_Korte opgave 1_
Beoordeel of de drie uitspraken hieronder kloppen met de tekst over procesgericht verbeteren met SqEME. Antwoord per uitspraak met ja of nee en citeer de woorden uit de tekst die de doorslag geven.
(a) Het opsplitsen van bedrijfsprocessen in kleine taken begon met Ford.
(b) In het tijdperk van de massaproductie werkte de functiegeoriënteerde organisatie slecht.
(c) Bij SqEME verliest het topmanagement de controle.
_Korte opgave 2_
Schrijf de tekst over procesgericht verbeteren met SqEME verder, te beginnen na de laatste zin.

_Aangeleverd fragment_
____________________
Overslaan en naar de inhoud gaan

Procesgericht verbeteren met SqEME


Voetballers voeren autonoom hun taak uit, werken samen aan het doel, leren voortdurend van eerdere ervaringen, en stellen als het goed is het belang van het team boven hun persoonlijke gewin. Bedrijven zijn tot nu toe echter anders georganiseerd. Taken zijn daarbij dusdanig ingeperkt, dat de mensen die min of meer ‘machinaal’ uitvoeren. Het denken wordt overgelaten aan de managers. 

Nogal hiërarchisch èn niet leuk voor de werknemers, maar wel helder. In het tijdperk van de massaproductie werkte dit bovendien behoorlijk goed. Nu de markt vraagt om flexibele productie, is de functiegeoriënteerde organisatie echter achterhaald. Het wordt tijd voor bedrijven met de slagvaardigheid van een voetbalteam! 
SqEME® biedt een handleiding om uw bedrijf daartoe om te vormen tot een procesgerichte organisatie. Alle werknemers werken daarin op een afdelingsoverschrijdende manier samen, waarbij er sprake is van leverancier-klant relaties. Hierbij hebben de werknemers voldoende vrijheid om actief bij te dragen aan continue verbeteringen, maar het topmanagement blijft ‘in control’.

Het begon met Ford in het begin van de twintigste eeuw: bedrijfsprocessen werden vanaf dat moment opgesplitst in kleine, min of meer onafhankelijke en liefst repeterende taken. Die konden snel worden aangeleerd door de werknemers, en waren eenvoudig te managen. 

Machine-bureaucratie
‘Hiërarchisch’, zo zou je dit model ook kunnen omschrijven: er wordt naar boven toe gerapporteerd, en er worden naar beneden toe opdrachten gegeven. 

Een fraaie term voor deze situatie is ‘machine-bureaucratie’: de productieafdelingen werken immers min of meer ‘machinaal’, op de automatische piloot. Het denken wordt overgelaten aan de managers, die zorgen voor het plannen van de activiteiten. Het grote voordeel van dit systeem is de eenvoud: Het is glashelder wie waarvoor verantwoordelijk is, en welke vaardigheden daarvoor nodig zijn!

Daar staan echter belangrijke nadelen tegenover:
1. Ten eerste kún je bedrijfsprocessen eigenlijk niet opsplitsen in onafhankelijke taken. Het woord ‘proces’ zegt dat eigenlijk al. Als je een bedrijf toch opdeelt in ‘functionele’ afdelingen, dan leidt dat vanzelf tot locale optimalisatie. De eigen afdeling draait dan als een zonnetje, want daar wordt je immers op afgerekend. De eigen activiteiten sluiten echter in het geheel niet aan op de behoeften van de andere afdelingen. Een bekend gevolg daarvan: lange doorlooptijden en veel tussenvoorraden.

2. De werknemers worden niet uitgedaagd om ál hun vaardigheden in te zetten, ten faveure van de bedrijfsmissie. Bekend is het voorbeeld van de machineoperator die thuis een perfect georganiseerde kluszolder heeft, maar waarbij de werkplek op het bedrijf rommelig is, zodat er tijd verloren gaat met het zoeken naar materialen.
____________________
_Aangeleverd materiaal_
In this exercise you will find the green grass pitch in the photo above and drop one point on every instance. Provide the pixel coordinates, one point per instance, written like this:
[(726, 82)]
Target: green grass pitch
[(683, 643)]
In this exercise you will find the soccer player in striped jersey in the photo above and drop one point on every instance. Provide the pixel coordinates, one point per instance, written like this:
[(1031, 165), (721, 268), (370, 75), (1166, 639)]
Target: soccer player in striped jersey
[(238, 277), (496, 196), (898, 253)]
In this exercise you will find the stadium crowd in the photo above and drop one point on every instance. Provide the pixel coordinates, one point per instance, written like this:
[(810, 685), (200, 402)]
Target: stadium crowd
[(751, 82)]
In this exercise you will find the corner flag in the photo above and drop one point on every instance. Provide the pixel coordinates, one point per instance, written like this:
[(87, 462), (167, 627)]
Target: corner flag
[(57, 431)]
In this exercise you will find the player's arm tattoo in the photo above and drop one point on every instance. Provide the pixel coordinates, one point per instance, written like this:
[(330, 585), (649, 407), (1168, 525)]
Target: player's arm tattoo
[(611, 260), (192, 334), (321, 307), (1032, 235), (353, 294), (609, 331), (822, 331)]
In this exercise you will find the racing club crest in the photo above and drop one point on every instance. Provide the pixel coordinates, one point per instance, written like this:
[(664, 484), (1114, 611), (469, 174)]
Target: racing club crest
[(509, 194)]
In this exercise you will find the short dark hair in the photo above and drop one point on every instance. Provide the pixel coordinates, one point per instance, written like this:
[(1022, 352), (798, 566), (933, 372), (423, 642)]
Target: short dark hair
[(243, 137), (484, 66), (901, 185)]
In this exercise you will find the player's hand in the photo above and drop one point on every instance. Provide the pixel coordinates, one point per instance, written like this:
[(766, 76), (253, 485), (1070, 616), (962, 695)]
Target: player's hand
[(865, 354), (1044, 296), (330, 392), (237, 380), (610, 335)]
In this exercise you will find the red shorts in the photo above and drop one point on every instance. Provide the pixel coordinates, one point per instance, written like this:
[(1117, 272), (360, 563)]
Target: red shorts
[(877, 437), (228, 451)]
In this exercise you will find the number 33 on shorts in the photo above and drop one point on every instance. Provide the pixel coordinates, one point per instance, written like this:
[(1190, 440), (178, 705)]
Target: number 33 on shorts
____________________
_Antwoord opgave 1_
(a) Ja: "Het begon met Ford in het begin van de twintigste eeuw: bedrijfsprocessen werden vanaf dat moment opgesplitst in kleine, min of meer onafhankelijke en liefst repeterende taken."
(b) Nee: "In het tijdperk van de massaproductie werkte dit bovendien behoorlijk goed."
(c) Nee: "maar het topmanagement blijft ‘in control’."

_Antwoord opgave 2_
3. Het is niet leuk te werken als een machine

4. Last-but-not-least: Een functiegeoriënteerde organisatie werkte goed bij massaproductie, maar dit model sluit niet meer aan bij de moderne tijd. De markt vraagt om steeds meer productieflexibiliteit, lees: sneller nieuwe producten, en producten conform de specifieke wensen van uw klanten. 

Samenvattend 
Er is behoefte aan een andere organisatievorm, waarbij bedrijfsprocessen ‘afdelingsoverschrijdend’ worden aangestuurd, en waarbij de vakbekwaamheid van de mensen optimaal wordt benut. De scheiding tussen denken (managers) en doen (werkvloer) moet daartoe worden opgeheven. Iedereen kan dan gaan bijdragen aan het verwezenlijken van de bedrijfsmissie, door ‘inclusief’ te denken. Dit houdt in dat het eigen succes gezien wordt als afhankelijk de omgeving. 

Ook om een andere reden is een transformatie naar een procesgerichte en zelflerende organisatie van belang. Zo’n organisatievorm is namelijk noodzakelijk om bedrijfsprocessen stapsgewijs te kunnen verbeteren met populaire methodes zoals Lean manufacturing, TPM, Six Sigma of de TOC. Bij al die methodes is er immers sprake van zelfsturende teams, die verantwoordelijk zijn voor hun deel van de bedrijfsprocessen. 

Voetbalteam
Een mooie metafoor voor een procesgerichte organisatie is wellicht een voetbalteam: Voetballers voeren immers autonoom hun taak uit, werken samen aan het doel, leren voortdurend van eerdere ervaringen, en stellen als het goed is het belang van het team boven hun persoonlijke belang. De missie is bovendien helder: doelpunten maken, én geen doelpunten tegen krijgen. 

Hoewel de taak van een voetbalcoach ingewikkeld genoeg is, heeft die het voordeel dat er slechts 11 spelers zijn, die ook nog eens gemakkelijk kunnen worden gewisseld. Daarom volstaan de afspraken in de kleedkamer om het team te laten functioneren. In het bedrijfsleven werkt dat niet. Tenzij het gaat om een heel klein bedrijf, moeten er veel concretere afspraken worden gemaakt over wie wát doet, en hoe dat past in de afstemming van het geheel. 

Dit is de grootste uitdaging bij het omvormen van een bedrijf naar een procesgerichte organisatie, waarin de werknemers een afnemer-leverancier relatie tot elkaar hebben en elkaar perfect de bal toespelen. Hiertoe moeten de spelers voldoende vrijheid hebben om hun talenten te ontplooien, maar moet die ontplooiing wel ten bate komen van de bedrijfsmissie.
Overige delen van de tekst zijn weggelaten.